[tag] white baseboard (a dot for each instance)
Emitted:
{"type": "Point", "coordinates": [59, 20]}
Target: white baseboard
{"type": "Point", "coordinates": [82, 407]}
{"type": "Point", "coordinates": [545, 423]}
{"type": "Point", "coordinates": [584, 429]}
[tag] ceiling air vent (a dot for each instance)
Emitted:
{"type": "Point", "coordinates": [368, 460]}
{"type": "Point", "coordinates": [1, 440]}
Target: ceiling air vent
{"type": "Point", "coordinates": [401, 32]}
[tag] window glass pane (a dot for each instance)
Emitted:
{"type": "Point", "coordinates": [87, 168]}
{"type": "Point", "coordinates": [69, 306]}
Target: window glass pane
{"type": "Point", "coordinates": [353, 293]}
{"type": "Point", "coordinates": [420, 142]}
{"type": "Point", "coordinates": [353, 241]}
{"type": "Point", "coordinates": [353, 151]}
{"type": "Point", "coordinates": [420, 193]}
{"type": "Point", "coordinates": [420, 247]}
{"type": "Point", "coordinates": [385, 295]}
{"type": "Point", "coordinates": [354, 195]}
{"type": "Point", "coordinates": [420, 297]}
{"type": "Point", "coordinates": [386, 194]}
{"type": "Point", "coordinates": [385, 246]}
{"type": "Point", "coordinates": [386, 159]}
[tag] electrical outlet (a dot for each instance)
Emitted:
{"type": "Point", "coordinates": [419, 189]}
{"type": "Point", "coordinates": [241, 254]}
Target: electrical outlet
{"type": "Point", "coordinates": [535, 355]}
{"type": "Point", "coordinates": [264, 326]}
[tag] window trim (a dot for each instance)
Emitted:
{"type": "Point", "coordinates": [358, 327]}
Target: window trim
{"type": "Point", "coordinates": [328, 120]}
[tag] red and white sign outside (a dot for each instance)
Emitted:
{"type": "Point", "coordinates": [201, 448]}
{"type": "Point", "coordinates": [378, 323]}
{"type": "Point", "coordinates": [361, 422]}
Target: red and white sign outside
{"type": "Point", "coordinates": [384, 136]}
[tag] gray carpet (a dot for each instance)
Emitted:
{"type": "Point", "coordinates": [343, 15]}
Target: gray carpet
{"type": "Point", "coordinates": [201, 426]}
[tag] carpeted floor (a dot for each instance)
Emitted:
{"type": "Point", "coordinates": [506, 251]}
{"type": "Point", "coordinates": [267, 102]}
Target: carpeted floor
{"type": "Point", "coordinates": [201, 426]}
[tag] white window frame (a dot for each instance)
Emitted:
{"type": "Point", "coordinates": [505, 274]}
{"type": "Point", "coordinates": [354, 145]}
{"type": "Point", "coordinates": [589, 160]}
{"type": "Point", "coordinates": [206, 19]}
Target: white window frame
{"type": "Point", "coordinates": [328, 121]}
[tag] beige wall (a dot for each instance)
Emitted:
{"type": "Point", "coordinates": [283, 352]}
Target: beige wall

What the task requires
Write out, unchanged, the lines from the one containing "[tag] beige wall (a dot for each instance)" through the last line, inclusive.

Final result
[tag] beige wall (a dot for each instance)
Emitted:
{"type": "Point", "coordinates": [283, 352]}
Target: beige wall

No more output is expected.